— BEGIN —

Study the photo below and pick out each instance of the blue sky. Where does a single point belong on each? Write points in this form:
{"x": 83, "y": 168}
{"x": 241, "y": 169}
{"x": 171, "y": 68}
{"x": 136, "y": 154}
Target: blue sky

— END —

Task to carry out => Put each non-blank line of the material above into a Markdown table with two columns, Row for its number and Line for the line itself.

Final result =>
| Row | Line |
|---|---|
| 1 | Study the photo below and pick out each instance of the blue sky. Where does a single point belong on each? Write points in this form: |
| 2 | {"x": 83, "y": 168} |
| 3 | {"x": 241, "y": 169} |
| 4 | {"x": 171, "y": 68} |
| 5 | {"x": 136, "y": 154} |
| 6 | Target: blue sky |